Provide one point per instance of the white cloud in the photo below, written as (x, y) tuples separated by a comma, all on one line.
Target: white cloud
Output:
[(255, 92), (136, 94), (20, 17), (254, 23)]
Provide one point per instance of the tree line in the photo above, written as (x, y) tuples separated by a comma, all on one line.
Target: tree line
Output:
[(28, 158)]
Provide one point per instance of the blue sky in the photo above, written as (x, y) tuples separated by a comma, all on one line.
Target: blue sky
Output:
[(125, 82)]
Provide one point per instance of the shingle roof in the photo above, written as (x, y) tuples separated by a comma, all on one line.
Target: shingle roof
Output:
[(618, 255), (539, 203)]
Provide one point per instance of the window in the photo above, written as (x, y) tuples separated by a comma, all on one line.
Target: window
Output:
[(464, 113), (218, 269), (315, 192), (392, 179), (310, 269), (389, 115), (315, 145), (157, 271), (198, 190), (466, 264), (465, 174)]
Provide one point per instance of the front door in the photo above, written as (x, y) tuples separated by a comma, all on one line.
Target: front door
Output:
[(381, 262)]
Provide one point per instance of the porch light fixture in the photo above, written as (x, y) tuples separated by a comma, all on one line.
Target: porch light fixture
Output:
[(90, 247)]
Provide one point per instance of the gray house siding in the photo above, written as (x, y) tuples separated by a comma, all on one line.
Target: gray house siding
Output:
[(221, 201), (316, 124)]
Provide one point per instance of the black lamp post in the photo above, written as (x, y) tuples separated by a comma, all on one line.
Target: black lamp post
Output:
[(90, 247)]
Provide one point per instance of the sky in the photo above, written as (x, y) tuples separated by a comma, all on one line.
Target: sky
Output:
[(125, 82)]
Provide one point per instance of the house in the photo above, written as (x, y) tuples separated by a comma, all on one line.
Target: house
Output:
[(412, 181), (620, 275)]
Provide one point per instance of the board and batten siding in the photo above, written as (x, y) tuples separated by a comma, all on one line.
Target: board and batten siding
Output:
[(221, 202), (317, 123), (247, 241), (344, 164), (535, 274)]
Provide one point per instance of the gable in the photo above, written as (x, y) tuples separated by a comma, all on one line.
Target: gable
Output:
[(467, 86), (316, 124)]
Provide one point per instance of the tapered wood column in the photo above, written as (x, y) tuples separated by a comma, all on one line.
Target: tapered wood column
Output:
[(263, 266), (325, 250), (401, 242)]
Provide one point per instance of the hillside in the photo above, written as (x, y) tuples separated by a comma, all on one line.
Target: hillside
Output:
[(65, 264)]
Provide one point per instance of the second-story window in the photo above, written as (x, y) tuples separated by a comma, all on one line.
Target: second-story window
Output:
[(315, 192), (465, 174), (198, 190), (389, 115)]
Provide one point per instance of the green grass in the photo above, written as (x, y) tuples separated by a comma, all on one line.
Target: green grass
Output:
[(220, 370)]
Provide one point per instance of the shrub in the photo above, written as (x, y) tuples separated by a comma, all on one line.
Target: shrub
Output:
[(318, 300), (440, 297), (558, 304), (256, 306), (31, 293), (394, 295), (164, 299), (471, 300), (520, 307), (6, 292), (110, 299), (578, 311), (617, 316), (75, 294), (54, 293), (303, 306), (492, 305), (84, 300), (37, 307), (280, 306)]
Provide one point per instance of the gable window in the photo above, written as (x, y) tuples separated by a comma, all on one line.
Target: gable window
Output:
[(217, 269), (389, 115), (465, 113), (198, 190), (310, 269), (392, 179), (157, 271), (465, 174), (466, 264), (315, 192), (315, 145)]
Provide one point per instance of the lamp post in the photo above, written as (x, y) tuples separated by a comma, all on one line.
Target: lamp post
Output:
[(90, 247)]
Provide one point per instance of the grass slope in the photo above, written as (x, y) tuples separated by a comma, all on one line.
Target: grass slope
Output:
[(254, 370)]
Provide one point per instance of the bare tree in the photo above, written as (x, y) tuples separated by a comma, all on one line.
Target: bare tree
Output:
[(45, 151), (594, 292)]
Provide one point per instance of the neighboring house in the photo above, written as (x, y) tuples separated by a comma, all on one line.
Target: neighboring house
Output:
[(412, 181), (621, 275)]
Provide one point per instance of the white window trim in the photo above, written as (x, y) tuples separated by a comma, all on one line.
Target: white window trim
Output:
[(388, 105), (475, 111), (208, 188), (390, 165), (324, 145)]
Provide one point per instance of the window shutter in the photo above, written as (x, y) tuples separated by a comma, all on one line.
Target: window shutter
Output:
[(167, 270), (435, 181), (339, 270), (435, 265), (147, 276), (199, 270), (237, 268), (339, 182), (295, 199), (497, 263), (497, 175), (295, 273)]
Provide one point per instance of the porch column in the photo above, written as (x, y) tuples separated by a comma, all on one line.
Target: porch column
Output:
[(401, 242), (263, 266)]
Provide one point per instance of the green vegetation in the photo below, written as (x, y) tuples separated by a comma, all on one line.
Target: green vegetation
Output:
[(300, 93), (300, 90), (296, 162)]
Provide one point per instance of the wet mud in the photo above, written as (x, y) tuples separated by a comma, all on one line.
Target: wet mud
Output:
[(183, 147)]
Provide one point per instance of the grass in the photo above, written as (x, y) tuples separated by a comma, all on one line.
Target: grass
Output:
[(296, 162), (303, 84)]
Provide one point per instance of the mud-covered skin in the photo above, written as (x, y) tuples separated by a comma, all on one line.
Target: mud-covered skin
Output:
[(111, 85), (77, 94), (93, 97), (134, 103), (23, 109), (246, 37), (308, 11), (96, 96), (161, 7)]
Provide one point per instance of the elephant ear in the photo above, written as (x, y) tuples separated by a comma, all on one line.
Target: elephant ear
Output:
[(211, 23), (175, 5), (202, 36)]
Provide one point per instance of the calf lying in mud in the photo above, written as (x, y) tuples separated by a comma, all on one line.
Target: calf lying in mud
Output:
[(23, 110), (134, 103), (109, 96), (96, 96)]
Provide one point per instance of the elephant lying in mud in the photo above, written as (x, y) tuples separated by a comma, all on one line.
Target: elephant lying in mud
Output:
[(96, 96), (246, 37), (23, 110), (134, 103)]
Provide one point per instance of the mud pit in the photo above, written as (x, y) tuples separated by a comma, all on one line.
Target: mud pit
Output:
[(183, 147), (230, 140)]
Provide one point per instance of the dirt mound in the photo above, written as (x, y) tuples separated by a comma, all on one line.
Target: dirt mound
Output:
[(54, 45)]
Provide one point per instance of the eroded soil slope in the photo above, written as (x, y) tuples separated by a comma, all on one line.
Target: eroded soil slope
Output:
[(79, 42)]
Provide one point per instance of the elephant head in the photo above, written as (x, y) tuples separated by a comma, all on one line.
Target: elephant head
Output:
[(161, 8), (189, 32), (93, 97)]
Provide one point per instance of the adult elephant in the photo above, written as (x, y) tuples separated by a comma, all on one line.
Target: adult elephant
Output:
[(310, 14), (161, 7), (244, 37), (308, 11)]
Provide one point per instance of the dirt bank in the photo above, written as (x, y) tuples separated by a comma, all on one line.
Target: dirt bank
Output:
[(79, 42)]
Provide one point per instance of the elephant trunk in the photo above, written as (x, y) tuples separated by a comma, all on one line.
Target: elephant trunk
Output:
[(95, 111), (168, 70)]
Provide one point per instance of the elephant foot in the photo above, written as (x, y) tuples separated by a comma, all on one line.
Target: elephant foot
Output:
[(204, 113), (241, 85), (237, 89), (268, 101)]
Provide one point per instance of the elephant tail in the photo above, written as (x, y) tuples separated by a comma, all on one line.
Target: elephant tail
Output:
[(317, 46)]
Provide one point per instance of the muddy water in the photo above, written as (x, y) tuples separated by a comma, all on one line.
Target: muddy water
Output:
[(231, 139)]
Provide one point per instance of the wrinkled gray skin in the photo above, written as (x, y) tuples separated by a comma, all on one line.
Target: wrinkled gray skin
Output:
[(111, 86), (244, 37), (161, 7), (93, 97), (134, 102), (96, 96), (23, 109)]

EXERCISE:
Convert the listing above into a JSON list of strings, with one string for each of its lines and any blank lines omitted.

SOLUTION FOR THIS PROBLEM:
[
  "Provide one point per instance of the white cloud in the photo below, written as (x, y) tuples separated by a comma, all on one line.",
  "Target: white cloud",
  "Output:",
  "[(255, 92), (136, 94), (20, 17), (254, 23)]",
  "Provide one point per instance of the tree line in the photo above, written as (x, y) tuples separated by a comma, all on one line.",
  "Target: tree line",
  "Output:",
  "[(28, 158)]",
  "Provide one point per instance of the blue sky in the photo above, written as (x, y) tuples separated by a comma, all on one line.",
  "Target: blue sky",
  "Output:",
  "[(125, 82)]",
  "Provide one point per instance of the shingle roof in the photo above, written as (x, y) tuples separated by a comma, all on one line.",
  "Target: shingle roof",
  "Output:",
  "[(618, 255), (539, 203)]",
  "Provide one point per instance of the window in the photo above, written as (x, y) tuples separated by a comma, all on one line.",
  "Target: window",
  "Output:",
  "[(464, 113), (218, 269), (315, 192), (392, 179), (310, 269), (389, 115), (315, 145), (157, 271), (198, 190), (466, 264), (465, 174)]",
  "Provide one point per instance of the front door in the photo above, written as (x, y) tuples separated by a comma, all on one line.",
  "Target: front door",
  "Output:",
  "[(381, 262)]",
  "Provide one point per instance of the porch light fixture in the photo above, written as (x, y) tuples separated by a comma, all on one line.",
  "Target: porch light fixture",
  "Output:",
  "[(90, 247)]",
  "Provide one point per instance of the gray house siding in the photo above, written as (x, y) tuples separated by a comma, all on one line.",
  "Target: gray house siding",
  "Output:",
  "[(221, 201), (316, 124)]",
  "Provide one point per instance of the black lamp post in the photo above, written as (x, y) tuples separated by a comma, all on one line.",
  "Target: black lamp post",
  "Output:",
  "[(90, 247)]",
  "Provide one point per instance of the sky in the photo above, written as (x, y) tuples separated by a comma, all on one line.",
  "Target: sky",
  "Output:",
  "[(125, 82)]",
  "Provide one point per instance of the house in the photo above, written as (x, y) tuples separated by a comma, all on one line.",
  "Target: house",
  "Output:",
  "[(412, 181), (620, 275)]",
  "Provide one point per instance of the board and batten siding in the photo above, written as (x, y) tuples separated by a comma, all on one line.",
  "Target: board and batten siding",
  "Output:",
  "[(221, 202), (317, 123), (247, 241), (344, 164), (535, 274)]",
  "Provide one point per instance of the gable in the photo above, written as (x, y) tuples separated by a comma, all on one line.",
  "Target: gable",
  "Output:",
  "[(467, 86), (316, 124)]",
  "Provide one point per instance of the tapered wood column in the photo above, written as (x, y) tuples separated by a comma, all on one line.",
  "Target: tapered wood column",
  "Output:",
  "[(263, 266), (325, 250), (401, 242)]",
  "Provide one point per instance of the hillside in the photo above, written as (x, y) tuples separated by a comma, all on one line.",
  "Target: hillside",
  "Output:",
  "[(65, 264)]",
  "Provide one point per instance of the second-story window in the photo above, written as (x, y) tuples separated by a comma, all on one line.",
  "Target: second-story window",
  "Output:",
  "[(315, 192), (465, 174), (198, 190), (389, 115)]",
  "Provide one point per instance of the green grass in the photo above, written as (x, y) tuples separated by a comma, all on one line.",
  "Target: green grass",
  "Output:",
  "[(220, 370)]",
  "Provide one point per instance of the shrub in the photo above, written as (x, y) tuples separated by a comma, all on one line.",
  "Target: shrub",
  "Output:",
  "[(318, 300), (440, 297), (558, 304), (256, 306), (31, 293), (394, 295), (164, 299), (471, 300), (520, 307), (6, 292), (110, 299), (578, 311), (617, 316), (75, 294), (54, 293), (303, 306), (492, 305), (84, 300), (37, 307), (280, 306)]",
  "Provide one point per instance of the gable window in the photo above, written as (x, y) tuples separated by a comma, all on one line.",
  "Target: gable window",
  "Output:",
  "[(217, 269), (389, 115), (465, 113), (198, 190), (310, 269), (392, 179), (157, 271), (465, 174), (466, 264), (315, 192), (315, 145)]",
  "Provide one point per instance of the lamp post in the photo above, written as (x, y) tuples separated by a comma, all on one line.",
  "Target: lamp post",
  "Output:",
  "[(90, 247)]",
  "Provide one point per instance of the grass slope in the photo above, written as (x, y) tuples separated by a comma, all on one line.",
  "Target: grass slope",
  "Output:",
  "[(254, 370)]",
  "Provide one point per instance of the bare tree in the photo above, written as (x, y) tuples separated by a comma, all on one line.",
  "Target: bare tree",
  "Output:",
  "[(45, 151), (594, 292)]",
  "Provide one point per instance of the neighboring house in the photo above, written as (x, y) tuples separated by a comma, all on one line.",
  "Target: neighboring house",
  "Output:",
  "[(412, 181), (621, 275)]",
  "Provide one point per instance of the white window trim in the photo above, written as (x, y) tuples separated by a comma, all on one line.",
  "Target: white window trim",
  "Output:",
  "[(388, 105), (475, 111), (208, 188), (390, 165), (324, 145)]",
  "Provide one point per instance of the window shutter in the photo above, written as (x, y) tuples separated by a comma, all on one line.",
  "Target: window shutter",
  "Output:",
  "[(167, 270), (435, 181), (339, 270), (435, 265), (147, 276), (199, 270), (237, 268), (339, 182), (295, 199), (497, 263), (497, 175), (295, 273)]",
  "Provide one point per instance of the porch column in the photo above, written as (x, y) tuples separated by a comma, all on one line.",
  "Target: porch column",
  "Output:",
  "[(401, 242), (263, 266)]",
  "Provide one point per instance of the green vegetation in the photo below, written as (x, y) tuples separated by a comma, all on one line.",
  "Target: green vegetation",
  "Output:",
  "[(300, 93), (300, 90), (296, 162)]",
  "Provide one point per instance of the wet mud in the photo above, written as (x, y) tuples separated by a comma, all on one line.",
  "Target: wet mud",
  "Output:",
  "[(183, 147)]",
  "Provide one point per instance of the grass in the photo above, written as (x, y) tuples separated by a comma, all on one line.",
  "Target: grass",
  "Output:",
  "[(296, 162), (303, 84)]",
  "Provide one point per instance of the mud-covered skin in the photo above, written as (x, y) tuples separated by a comma, all on one line.",
  "Target: mud-covered skin",
  "Output:",
  "[(111, 85), (77, 94), (93, 97), (134, 103), (23, 109), (246, 37), (308, 11), (96, 96), (161, 7)]",
  "Provide one point per instance of the elephant ear in the photo above, written as (x, y) tuples separated by a comma, all on one line.",
  "Target: elephant ear",
  "Output:",
  "[(211, 23), (175, 5), (202, 36)]",
  "Provide one point per instance of the calf lying in mud in the photo above, written as (x, y) tuples separated by a comma, all on one line.",
  "Target: calf lying in mud",
  "Output:",
  "[(23, 110), (134, 103), (109, 96), (96, 96)]",
  "Provide one point per instance of the elephant lying in mud in the photo above, written as (x, y) tuples separated by a comma, all on one line.",
  "Target: elephant lying in mud",
  "Output:",
  "[(96, 96), (246, 37), (23, 110), (134, 103)]",
  "Provide one point per instance of the mud pit in the photo above, written as (x, y) tuples separated by a comma, all on one line.",
  "Target: mud pit",
  "Output:",
  "[(183, 147), (230, 140)]",
  "Provide one point per instance of the dirt mound in the photo above, written as (x, y) tuples separated by a comma, all on one line.",
  "Target: dirt mound",
  "Output:",
  "[(54, 45)]",
  "Provide one point per instance of the eroded soil slope in the photo above, written as (x, y) tuples separated by a comma, all on one line.",
  "Target: eroded soil slope",
  "Output:",
  "[(79, 42)]",
  "Provide one point per instance of the elephant head in the photo above, written as (x, y) tuples separated by a comma, all on one line.",
  "Target: elephant head",
  "Output:",
  "[(161, 8), (189, 32), (93, 97)]",
  "Provide one point per instance of the adult elephant in the photo above, written as (x, y) tuples separated by a comma, all on one line.",
  "Target: adult elephant",
  "Output:",
  "[(310, 14), (161, 7), (244, 37), (308, 11)]",
  "Provide one point per instance of the dirt bank in the photo above, written as (x, y) tuples separated by a comma, all on one line.",
  "Target: dirt bank",
  "Output:",
  "[(79, 42)]",
  "Provide one point per instance of the elephant trunk in the photo above, written as (x, y) tuples separated by a comma, all on one line.",
  "Target: elephant trunk",
  "Output:",
  "[(95, 111), (168, 70)]",
  "Provide one point per instance of the elephant foot in the photo above, written as (x, y) tuples separated by a comma, all on one line.",
  "Target: elephant foot",
  "Output:",
  "[(204, 113), (241, 85), (237, 89), (268, 101)]",
  "Provide one point per instance of the elephant tail in the photo above, written as (x, y) tuples separated by a comma, all on one line.",
  "Target: elephant tail",
  "Output:",
  "[(317, 46)]",
  "Provide one point per instance of the muddy water in the photo above, written as (x, y) tuples separated by a comma, all on one line.",
  "Target: muddy water",
  "Output:",
  "[(231, 139)]",
  "Provide one point per instance of the wrinkled gray skin in the photo above, written as (x, y) tuples separated by a comma, all on one line.",
  "Target: wrinkled gray skin",
  "Output:",
  "[(111, 86), (244, 37), (161, 7), (93, 97), (134, 102), (96, 96), (23, 109)]"
]